(Photo-based point labeling data)
————————

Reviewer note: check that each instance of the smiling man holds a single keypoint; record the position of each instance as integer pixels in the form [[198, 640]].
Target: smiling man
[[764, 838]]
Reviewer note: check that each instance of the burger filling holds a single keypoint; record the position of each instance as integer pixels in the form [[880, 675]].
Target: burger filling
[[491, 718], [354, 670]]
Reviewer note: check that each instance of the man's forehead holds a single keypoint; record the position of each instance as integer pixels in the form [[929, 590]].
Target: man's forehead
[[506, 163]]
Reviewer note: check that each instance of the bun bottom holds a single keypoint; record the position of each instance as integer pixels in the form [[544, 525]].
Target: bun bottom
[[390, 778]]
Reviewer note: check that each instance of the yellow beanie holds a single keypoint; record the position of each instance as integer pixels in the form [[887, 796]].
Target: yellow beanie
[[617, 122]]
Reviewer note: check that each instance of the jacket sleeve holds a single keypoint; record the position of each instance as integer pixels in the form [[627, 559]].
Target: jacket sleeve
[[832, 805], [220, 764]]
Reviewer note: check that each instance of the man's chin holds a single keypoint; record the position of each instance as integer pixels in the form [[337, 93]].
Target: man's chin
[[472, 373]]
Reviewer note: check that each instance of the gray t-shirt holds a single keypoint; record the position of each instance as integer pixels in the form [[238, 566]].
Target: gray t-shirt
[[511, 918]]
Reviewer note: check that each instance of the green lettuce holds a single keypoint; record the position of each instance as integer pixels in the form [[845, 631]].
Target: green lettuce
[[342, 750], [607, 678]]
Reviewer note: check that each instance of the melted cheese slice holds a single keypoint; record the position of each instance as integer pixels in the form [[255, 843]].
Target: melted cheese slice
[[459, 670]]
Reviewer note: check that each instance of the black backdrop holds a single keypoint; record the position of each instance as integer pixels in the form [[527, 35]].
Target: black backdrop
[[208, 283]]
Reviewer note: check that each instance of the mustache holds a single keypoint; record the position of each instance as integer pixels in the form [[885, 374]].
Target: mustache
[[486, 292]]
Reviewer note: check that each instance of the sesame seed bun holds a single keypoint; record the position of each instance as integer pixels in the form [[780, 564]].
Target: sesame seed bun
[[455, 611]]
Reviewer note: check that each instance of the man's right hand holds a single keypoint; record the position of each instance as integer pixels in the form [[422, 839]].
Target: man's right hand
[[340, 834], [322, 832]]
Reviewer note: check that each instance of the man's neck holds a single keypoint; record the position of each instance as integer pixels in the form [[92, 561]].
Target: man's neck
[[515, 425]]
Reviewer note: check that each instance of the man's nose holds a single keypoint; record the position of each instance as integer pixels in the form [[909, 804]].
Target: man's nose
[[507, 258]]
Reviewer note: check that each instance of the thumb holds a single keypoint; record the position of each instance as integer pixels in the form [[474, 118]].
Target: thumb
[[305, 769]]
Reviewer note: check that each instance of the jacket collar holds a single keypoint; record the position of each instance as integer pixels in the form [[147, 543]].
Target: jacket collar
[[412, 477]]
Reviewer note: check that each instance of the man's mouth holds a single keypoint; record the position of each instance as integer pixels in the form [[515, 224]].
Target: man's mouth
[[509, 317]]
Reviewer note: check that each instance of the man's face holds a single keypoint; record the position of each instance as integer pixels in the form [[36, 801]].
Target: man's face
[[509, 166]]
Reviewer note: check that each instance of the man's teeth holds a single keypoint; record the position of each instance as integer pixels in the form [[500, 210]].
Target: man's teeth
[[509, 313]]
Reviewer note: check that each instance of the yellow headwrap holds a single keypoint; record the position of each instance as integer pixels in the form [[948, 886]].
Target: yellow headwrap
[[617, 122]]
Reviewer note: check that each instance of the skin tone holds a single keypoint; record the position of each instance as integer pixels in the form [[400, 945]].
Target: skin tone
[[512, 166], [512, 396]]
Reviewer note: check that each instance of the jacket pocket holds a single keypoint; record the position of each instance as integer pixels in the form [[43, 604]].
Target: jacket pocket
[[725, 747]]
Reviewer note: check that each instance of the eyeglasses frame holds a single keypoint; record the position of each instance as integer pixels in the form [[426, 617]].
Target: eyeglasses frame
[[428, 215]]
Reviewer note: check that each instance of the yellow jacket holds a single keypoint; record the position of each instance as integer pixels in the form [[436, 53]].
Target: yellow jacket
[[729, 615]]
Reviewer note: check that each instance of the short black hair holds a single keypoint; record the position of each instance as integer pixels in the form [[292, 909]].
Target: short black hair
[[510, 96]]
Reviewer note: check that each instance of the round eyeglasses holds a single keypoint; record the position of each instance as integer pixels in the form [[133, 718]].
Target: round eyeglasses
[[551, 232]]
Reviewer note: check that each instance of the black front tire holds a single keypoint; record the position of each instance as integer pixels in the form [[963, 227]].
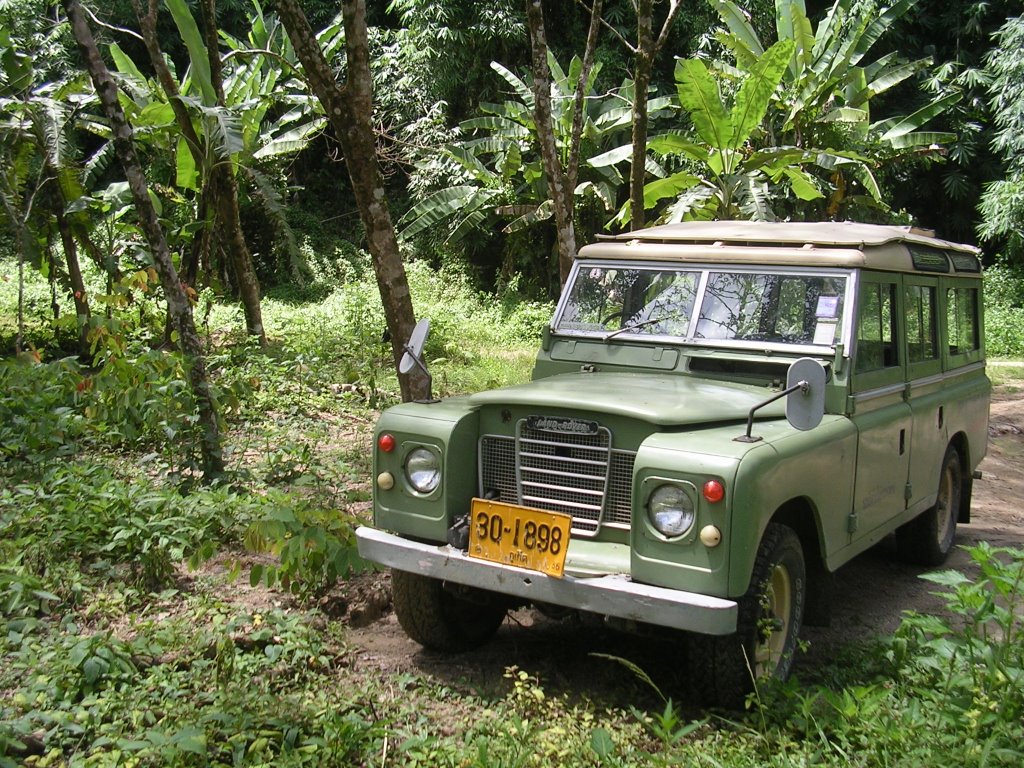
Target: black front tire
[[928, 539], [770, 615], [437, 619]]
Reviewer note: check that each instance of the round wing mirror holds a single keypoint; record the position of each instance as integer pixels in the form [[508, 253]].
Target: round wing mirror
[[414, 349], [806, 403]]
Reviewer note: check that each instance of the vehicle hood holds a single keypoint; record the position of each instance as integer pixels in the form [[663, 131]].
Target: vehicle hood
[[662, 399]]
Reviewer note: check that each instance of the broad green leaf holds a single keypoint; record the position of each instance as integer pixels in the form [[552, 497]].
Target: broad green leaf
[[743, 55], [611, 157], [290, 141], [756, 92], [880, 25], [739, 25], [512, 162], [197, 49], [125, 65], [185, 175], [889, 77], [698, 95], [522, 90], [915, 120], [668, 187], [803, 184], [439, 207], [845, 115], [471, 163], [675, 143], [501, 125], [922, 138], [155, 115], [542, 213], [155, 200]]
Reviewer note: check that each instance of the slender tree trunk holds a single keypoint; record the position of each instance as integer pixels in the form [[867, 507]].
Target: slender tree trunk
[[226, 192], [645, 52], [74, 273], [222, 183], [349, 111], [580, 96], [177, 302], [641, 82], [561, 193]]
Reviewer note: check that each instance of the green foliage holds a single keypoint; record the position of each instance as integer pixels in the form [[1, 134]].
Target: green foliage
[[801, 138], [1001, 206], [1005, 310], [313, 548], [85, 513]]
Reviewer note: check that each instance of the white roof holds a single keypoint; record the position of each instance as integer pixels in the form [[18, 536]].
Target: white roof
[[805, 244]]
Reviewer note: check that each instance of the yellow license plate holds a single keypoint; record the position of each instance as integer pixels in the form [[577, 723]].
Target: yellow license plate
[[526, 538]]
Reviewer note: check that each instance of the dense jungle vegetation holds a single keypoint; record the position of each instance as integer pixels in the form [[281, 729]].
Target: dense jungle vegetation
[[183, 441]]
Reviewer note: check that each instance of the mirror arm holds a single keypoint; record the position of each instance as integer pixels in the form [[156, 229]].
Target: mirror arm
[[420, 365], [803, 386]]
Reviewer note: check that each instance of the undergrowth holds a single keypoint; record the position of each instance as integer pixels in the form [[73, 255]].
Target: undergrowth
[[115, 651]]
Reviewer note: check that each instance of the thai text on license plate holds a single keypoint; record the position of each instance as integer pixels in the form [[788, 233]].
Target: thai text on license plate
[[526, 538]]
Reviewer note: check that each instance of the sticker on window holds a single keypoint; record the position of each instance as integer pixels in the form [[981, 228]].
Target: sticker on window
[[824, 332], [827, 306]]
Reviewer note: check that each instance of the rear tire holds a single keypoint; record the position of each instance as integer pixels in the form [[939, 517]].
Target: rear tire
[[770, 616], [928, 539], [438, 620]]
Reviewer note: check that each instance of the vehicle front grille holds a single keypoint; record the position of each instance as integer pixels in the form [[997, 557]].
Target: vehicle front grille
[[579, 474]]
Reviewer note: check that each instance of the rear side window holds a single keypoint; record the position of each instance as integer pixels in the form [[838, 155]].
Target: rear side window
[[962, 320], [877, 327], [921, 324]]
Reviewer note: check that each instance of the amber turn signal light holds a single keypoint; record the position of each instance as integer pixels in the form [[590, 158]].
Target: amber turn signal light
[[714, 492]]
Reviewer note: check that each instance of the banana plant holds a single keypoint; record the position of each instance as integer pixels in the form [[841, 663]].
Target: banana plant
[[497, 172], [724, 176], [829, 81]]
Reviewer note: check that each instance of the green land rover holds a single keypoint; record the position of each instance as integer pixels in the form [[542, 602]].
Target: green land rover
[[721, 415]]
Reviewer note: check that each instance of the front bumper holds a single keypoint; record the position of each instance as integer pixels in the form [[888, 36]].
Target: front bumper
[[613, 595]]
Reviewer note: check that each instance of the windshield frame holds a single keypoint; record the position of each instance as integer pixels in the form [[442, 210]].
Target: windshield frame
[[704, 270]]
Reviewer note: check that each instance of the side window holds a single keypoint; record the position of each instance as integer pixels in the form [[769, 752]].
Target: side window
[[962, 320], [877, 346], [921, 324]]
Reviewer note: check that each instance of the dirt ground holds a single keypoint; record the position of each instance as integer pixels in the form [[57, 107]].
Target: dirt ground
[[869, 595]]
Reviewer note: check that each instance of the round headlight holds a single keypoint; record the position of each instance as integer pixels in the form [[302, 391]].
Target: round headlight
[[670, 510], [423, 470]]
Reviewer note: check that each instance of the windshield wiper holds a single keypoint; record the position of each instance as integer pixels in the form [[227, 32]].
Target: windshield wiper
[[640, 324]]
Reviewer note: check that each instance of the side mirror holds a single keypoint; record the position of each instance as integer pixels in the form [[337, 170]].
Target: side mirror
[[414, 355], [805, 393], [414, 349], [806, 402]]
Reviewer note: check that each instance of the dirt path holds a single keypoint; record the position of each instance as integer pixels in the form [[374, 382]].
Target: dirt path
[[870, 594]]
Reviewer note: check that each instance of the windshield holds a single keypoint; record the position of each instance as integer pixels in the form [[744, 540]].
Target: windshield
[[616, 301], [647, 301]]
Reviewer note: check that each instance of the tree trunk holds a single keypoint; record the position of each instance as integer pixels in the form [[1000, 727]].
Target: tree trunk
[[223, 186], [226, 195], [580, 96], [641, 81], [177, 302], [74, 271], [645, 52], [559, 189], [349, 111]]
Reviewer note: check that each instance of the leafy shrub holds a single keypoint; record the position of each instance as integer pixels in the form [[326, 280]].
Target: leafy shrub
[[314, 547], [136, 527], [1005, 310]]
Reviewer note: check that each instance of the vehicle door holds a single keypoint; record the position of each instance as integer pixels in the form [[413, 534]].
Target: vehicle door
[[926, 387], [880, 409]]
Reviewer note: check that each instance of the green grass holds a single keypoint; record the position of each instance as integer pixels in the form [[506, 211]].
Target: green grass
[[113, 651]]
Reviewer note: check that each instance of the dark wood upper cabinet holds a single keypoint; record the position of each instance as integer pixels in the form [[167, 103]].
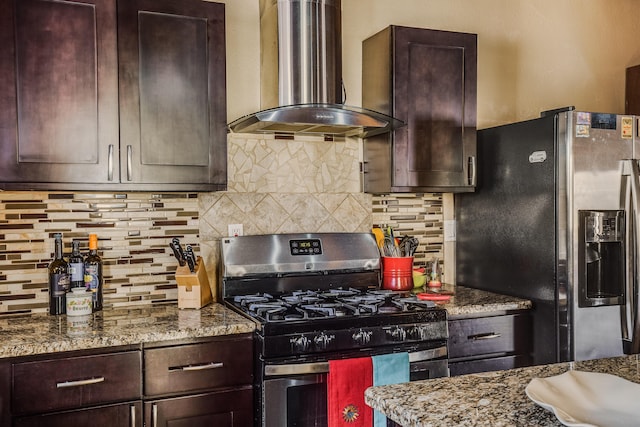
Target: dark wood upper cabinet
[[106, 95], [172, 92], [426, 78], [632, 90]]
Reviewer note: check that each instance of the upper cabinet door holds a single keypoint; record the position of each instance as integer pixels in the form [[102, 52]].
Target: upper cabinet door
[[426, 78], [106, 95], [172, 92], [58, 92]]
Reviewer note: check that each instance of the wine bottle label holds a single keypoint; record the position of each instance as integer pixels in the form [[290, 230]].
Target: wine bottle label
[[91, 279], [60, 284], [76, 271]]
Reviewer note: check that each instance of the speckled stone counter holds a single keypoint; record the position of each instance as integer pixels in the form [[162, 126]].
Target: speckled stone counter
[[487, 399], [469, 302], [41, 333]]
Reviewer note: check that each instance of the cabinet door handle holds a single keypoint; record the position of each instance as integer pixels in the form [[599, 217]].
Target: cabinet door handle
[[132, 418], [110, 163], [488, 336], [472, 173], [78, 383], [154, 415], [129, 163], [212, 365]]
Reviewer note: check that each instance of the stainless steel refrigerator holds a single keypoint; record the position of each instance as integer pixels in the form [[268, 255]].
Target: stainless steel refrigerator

————————

> WHAT THIS TASK INVOLVES
Reproduce the records above verbatim, from the line with "Reviewer note: check that each instance of the banana" to the line with "[[962, 320], [877, 346], [921, 324]]", including both of those lines.

> COMPLETE RESPONSE
Reviewer note: check that each instance of the banana plant holds a single keypoint; record the position of each instance as integer pixels in the form [[841, 663]].
Target: banana plant
[[497, 172], [724, 176], [829, 81]]
Reviewer note: check that each instance of the green land rover holds a single keypoint; record the position of each instance as integer pixels in the form [[542, 602]].
Target: green land rover
[[721, 415]]
Reviewer note: check that each instance of the front bumper holds a single keypoint; record the position of each instance as integer pixels in the form [[888, 36]].
Target: front bumper
[[613, 595]]
Reviewer note: check that each instance of the windshield frame holds a single keypoint; record the position of each instance as integer pixels in the form [[442, 210]].
Target: windshield frame
[[704, 270]]
Reviewer note: check that each instance of the side window holds a single keypoint; record the position of each instance as integer pixels in the form [[769, 752]].
Target: side window
[[962, 320], [877, 346], [921, 324]]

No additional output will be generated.